▶ WHAT IS NEEDED:
Tally the lines of the listing below that contain the string "palm", and give only that number.

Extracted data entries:
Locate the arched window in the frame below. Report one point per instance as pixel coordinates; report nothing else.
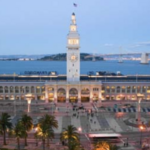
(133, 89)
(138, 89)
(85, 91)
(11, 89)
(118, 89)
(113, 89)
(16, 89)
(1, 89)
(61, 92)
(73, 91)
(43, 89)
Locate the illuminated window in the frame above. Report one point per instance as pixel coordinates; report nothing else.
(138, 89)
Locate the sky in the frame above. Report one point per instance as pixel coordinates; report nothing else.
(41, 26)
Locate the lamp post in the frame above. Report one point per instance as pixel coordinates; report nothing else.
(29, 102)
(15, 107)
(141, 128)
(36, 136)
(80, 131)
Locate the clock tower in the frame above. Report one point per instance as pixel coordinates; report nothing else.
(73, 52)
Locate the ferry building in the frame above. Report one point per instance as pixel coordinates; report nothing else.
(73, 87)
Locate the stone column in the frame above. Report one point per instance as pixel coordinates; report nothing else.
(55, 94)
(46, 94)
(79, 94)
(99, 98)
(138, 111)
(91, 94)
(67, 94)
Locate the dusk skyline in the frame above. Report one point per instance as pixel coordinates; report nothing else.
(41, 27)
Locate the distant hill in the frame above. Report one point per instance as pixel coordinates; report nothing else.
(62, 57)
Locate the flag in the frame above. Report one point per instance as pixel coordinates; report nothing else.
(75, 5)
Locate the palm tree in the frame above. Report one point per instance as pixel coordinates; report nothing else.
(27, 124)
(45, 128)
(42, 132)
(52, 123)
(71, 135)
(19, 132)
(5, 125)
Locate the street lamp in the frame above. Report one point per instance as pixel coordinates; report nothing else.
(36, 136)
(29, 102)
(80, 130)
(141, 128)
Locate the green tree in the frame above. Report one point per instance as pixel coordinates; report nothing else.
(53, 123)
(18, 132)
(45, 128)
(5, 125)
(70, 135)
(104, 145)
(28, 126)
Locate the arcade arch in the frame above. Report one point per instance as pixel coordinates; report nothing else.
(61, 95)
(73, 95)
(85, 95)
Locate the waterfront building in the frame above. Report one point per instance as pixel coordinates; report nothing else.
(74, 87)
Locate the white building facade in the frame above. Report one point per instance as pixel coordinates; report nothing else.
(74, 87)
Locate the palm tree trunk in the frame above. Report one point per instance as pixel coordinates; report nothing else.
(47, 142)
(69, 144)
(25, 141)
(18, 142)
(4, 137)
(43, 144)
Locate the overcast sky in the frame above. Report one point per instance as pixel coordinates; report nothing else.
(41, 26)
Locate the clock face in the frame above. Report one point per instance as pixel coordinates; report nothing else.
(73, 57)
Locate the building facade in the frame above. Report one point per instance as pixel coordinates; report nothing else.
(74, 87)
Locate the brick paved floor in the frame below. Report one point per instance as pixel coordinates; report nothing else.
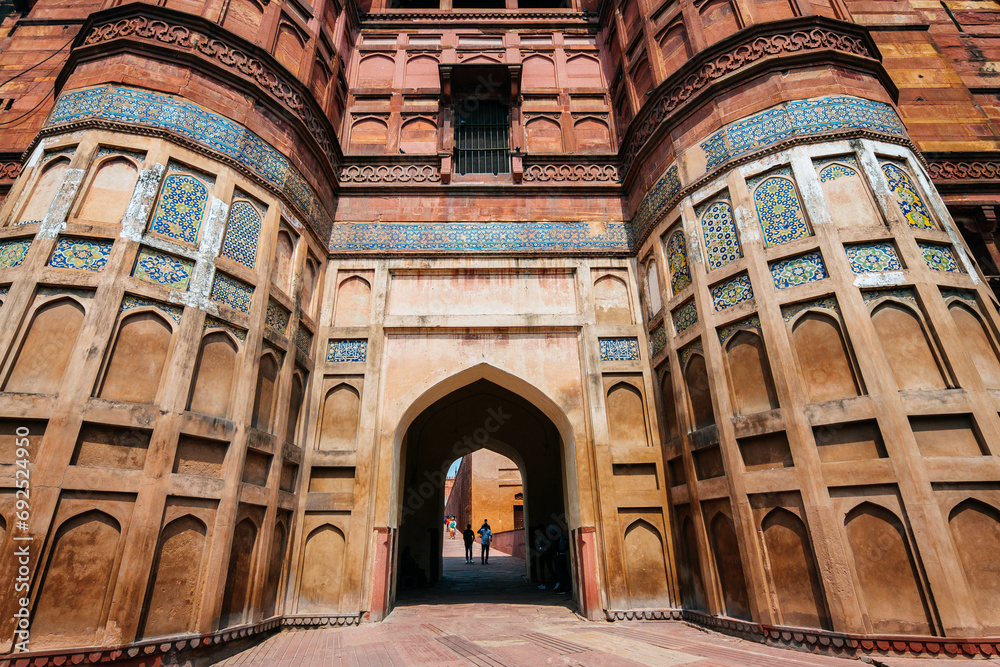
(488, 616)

--

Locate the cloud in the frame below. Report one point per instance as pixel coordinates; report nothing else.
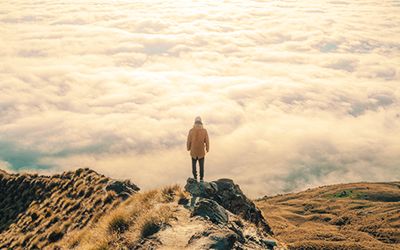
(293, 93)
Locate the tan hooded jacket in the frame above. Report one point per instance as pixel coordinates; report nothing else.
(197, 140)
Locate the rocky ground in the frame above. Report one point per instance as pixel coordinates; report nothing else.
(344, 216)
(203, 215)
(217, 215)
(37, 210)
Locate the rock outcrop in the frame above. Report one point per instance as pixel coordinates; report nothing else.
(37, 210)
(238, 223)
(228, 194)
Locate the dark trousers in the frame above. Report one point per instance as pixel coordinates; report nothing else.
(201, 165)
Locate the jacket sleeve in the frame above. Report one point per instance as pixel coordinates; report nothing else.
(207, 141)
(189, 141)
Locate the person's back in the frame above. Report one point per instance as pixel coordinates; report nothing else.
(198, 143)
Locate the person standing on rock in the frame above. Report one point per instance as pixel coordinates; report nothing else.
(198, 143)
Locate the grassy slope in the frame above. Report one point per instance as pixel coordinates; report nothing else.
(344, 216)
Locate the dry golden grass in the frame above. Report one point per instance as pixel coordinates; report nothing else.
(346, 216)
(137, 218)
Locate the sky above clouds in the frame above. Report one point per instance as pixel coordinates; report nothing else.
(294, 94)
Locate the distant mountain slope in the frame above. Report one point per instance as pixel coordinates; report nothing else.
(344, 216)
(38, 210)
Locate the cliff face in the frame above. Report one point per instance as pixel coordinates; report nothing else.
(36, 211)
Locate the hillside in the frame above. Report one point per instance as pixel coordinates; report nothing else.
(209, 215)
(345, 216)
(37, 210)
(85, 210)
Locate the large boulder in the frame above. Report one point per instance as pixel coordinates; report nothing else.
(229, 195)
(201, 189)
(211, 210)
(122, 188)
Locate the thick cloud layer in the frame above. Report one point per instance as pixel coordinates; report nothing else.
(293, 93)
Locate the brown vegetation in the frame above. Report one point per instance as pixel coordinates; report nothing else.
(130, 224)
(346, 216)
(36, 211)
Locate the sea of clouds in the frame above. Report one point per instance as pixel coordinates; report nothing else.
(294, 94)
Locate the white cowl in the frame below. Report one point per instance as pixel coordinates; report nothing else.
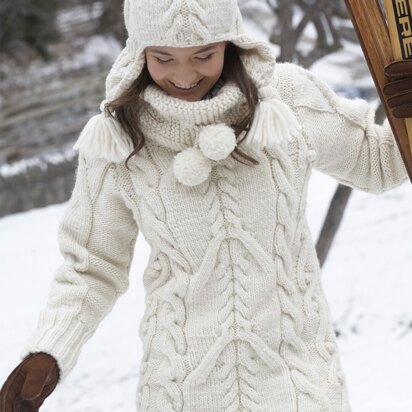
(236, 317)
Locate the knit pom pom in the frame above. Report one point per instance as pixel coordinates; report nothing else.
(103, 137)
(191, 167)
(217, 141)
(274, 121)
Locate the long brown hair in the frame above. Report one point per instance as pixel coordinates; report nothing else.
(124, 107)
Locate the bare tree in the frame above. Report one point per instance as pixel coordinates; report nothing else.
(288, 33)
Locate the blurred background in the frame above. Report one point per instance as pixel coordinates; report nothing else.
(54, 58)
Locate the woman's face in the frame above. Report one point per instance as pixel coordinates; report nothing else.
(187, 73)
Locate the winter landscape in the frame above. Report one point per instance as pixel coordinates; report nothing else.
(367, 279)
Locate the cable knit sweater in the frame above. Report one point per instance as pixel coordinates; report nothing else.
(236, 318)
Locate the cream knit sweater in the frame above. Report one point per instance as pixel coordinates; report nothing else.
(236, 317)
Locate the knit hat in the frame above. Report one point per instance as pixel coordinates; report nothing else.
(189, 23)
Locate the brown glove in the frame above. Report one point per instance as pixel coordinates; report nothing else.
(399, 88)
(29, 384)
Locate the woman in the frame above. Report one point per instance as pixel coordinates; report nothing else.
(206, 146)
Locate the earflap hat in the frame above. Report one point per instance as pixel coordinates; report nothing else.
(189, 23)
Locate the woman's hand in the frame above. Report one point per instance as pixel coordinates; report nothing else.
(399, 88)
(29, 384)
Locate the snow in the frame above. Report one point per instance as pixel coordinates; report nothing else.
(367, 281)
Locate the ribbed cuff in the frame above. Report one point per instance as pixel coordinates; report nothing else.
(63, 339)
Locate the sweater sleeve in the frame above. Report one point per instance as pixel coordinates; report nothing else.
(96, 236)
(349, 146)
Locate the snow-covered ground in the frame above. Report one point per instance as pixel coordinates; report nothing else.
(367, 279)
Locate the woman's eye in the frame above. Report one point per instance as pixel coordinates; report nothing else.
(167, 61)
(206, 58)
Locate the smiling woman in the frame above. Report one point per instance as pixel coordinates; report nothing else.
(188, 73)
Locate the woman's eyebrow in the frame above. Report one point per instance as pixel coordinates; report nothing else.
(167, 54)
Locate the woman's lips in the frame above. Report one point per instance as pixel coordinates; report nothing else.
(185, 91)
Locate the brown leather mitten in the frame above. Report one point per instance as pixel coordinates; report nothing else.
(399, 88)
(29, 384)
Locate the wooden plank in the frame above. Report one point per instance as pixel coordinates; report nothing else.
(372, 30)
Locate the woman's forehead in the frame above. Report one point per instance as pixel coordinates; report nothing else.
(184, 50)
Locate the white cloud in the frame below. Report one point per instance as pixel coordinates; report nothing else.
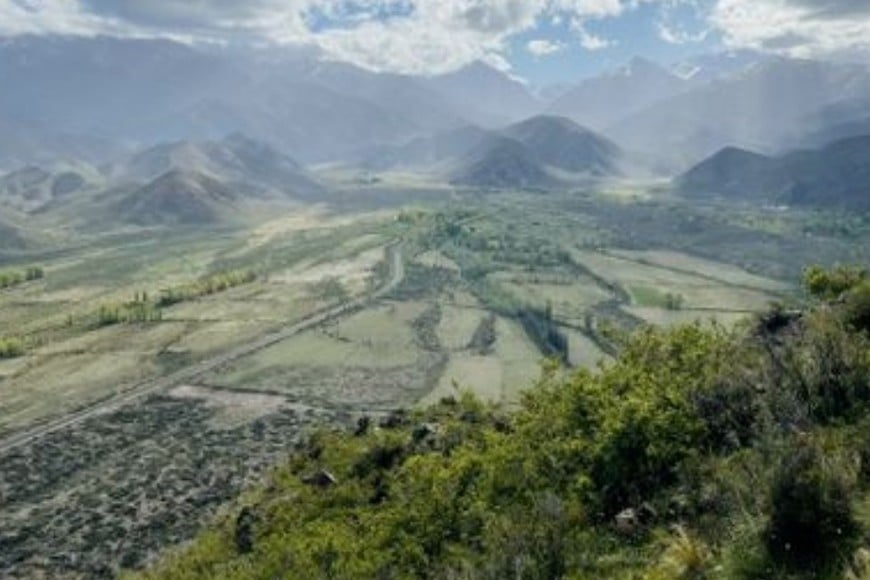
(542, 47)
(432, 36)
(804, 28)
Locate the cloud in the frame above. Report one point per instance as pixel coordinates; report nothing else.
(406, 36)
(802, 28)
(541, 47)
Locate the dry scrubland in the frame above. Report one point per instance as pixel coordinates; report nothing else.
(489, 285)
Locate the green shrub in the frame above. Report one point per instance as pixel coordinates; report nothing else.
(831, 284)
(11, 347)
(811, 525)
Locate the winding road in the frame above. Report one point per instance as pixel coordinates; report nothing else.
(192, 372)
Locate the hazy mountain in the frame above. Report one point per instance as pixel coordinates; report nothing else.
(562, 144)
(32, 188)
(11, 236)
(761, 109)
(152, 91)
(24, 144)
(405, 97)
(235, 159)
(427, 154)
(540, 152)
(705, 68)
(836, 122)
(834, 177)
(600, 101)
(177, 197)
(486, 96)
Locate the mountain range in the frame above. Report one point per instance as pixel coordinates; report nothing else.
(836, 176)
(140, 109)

▶ SOLUTION BELOW:
2